— WORK TO DO —
**a.** Copy out the stretch of the boat engine forum thread from "Oh no some very" through "peen, and blueprinted.", swapping "blueprinted" for "polished".
**b.** For each statement, say yes or no according to the boat engine forum thread below, and quote the words that decide it: (i) Creek Runner plans to send the block out on Monday. (ii) Wiseco will design the pistons. (iii) The ECM will be flashed to remove the rev-limiter.
**c.** Write what comes next in the boat engine forum thread, starting after its last line.

— TEXT —

Yeah that's what sold me on this boat was the ride. The St.Johns can get nasty up here; Man I'm looking for 55MPH + fully loaded with the 70hp I'm building.


----------



## oysterbreath

Nice, congrats. Yeah, you can just look at the hull and you know it'll ride nice. It's got just the right amount of deadrise! Be sure to post pictures...


----------



## Creek Runner

Yeah I will have pics as it comes together. Torn down the engine today, going to pack up the block and send it out on Monday.


----------



## cutrunner

Are you doing anythng special to the engine, or just rebuild?


----------



## Creek Runner

> Are you doing anythng special to the engine, or just rebuild?


Oh no some very special things. As it sits right now with the blueprints I should see about 87-92hp @ 7400rpm.


----------



## Creek Runner

Sorry didn't have time to go into details earlier. Wife came home and wanted dinner. 

The block will be Z-ported, shot peen, and blueprinted.
I'm replacing all the sleeves with custom ones, it will be bored 40 over, I'm going to be designing the pistons myself (Wiseco Will make them off my mold design) I will then be hand sanding, notching,  and polishing the pistons and rods, before I send them off to be balanced. The crank shaft, drive shaft and (Hopefully the flywheel) will be lightened, blue printed, and balanced. I'm going to run a high compression head, carbon fiber boyesen reeds, I'm going to hand massage the carbs and run oversized jets, the ECM will be flashed to remove the rev-limiter. I still have a couple details to work out, but that's basically the set up I'm shooting for.

Lots of work to do!

— DATA EXCERPTS —
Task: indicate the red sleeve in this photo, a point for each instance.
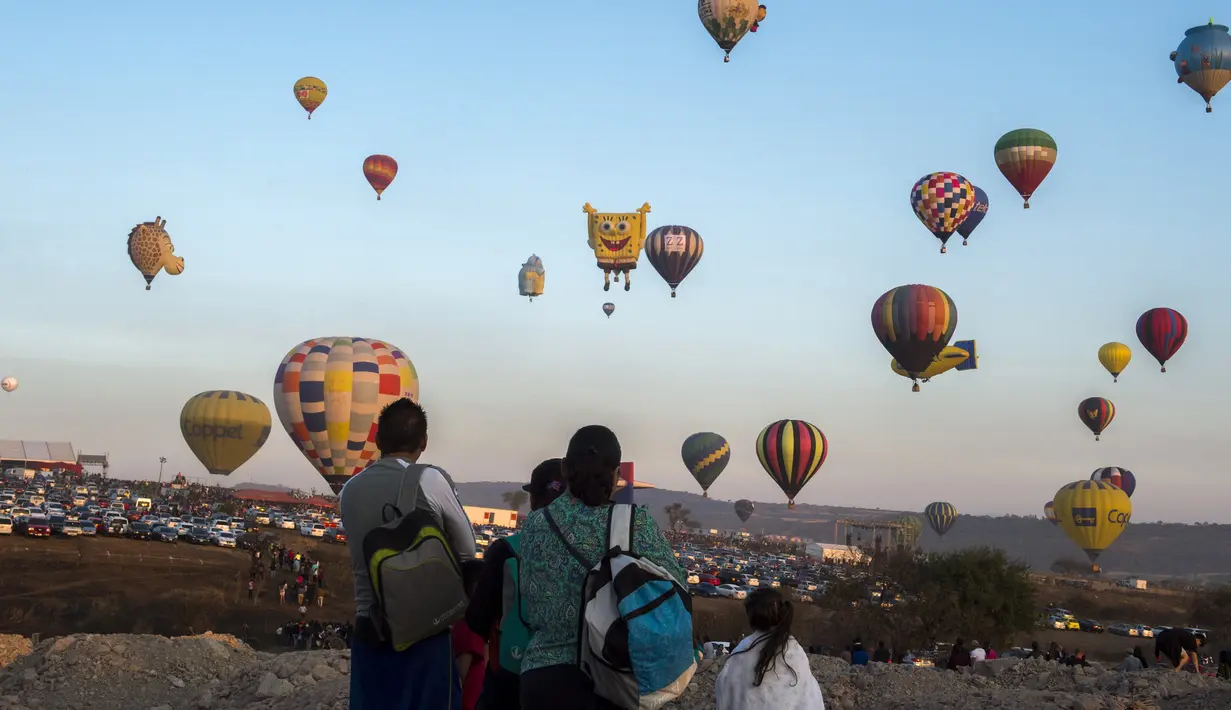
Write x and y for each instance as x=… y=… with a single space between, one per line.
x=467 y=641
--
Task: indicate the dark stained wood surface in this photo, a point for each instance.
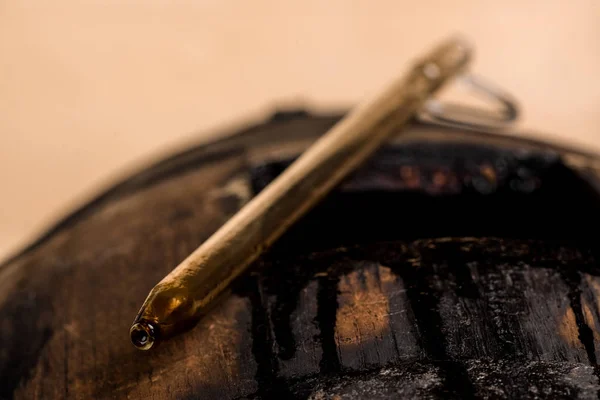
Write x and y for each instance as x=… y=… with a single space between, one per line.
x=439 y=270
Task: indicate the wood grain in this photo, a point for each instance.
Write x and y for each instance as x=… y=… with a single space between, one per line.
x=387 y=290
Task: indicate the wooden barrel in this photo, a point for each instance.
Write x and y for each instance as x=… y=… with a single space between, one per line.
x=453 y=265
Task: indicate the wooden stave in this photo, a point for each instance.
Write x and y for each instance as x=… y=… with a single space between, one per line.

— SOLVED TASKS —
**a.**
Oh no some very special things. As it sits right now with the blueprints I should see about 87-92hp @ 7400rpm.


----------



## Creek Runner

Sorry didn't have time to go into details earlier. Wife came home and wanted dinner. 

The block will be Z-ported, shot peen, and polished.

**b.**
(i) Yes: "going to pack up the block and send it out on Monday."
(ii) No: "I'm going to be designing the pistons myself (Wiseco Will make them off my mold design)"
(iii) Yes: "the ECM will be flashed to remove the rev-limiter."

**c.**
----------



## cutrunner

Ahhh finally someones speakin my language!!!!! I was just gonna tellyou to sand and polish the rod sides.. But ya beat me to it lol. Remember lengthwise, never across. Had a friend do that, didnt work well for him. We should set the motor up to run E-85!, especially with all the compression your gonna run.


----------



## Creek Runner

Man E-85? Your getting above my knowledge base now! Have you ever or know anyone ever to lighten a 70hp flywheel. Done some 6's and a V4 but never a 70hp. Oh yeah will be running a custom exhaust tuner can't forget that. Won't do any good to get all that air in there if I can't get it out


----------



## cutrunner

I'll b honest with ya, my high performance background is more car based than outboard. I dont really stray to far from stock when it comes to outboards, dunno why.. :-? I was really heavy in 10.5 cars for a while. Nothin like watchin a door slammer car go high 6's at 250mph on a 10.5 in wide dot approved drag radial, all while controllin the throtle of 1800+horsepower of a near 700ci big block with twin 101mm turbos..


----------



## Creek Runner

Yeah I hear yeah, never been in the 6's. Use to run high high 7.9 in my stang over in G-ville back in the day. But I love building high performance outboards. I use to drag those to. Heck anything that had a motor.


----------



## thebullet

Any ideas what your going to do on the interior, and what extras you may add?


----------



## Creek Runner

> Any ideas what your going to do on the interior, and what extras you may add?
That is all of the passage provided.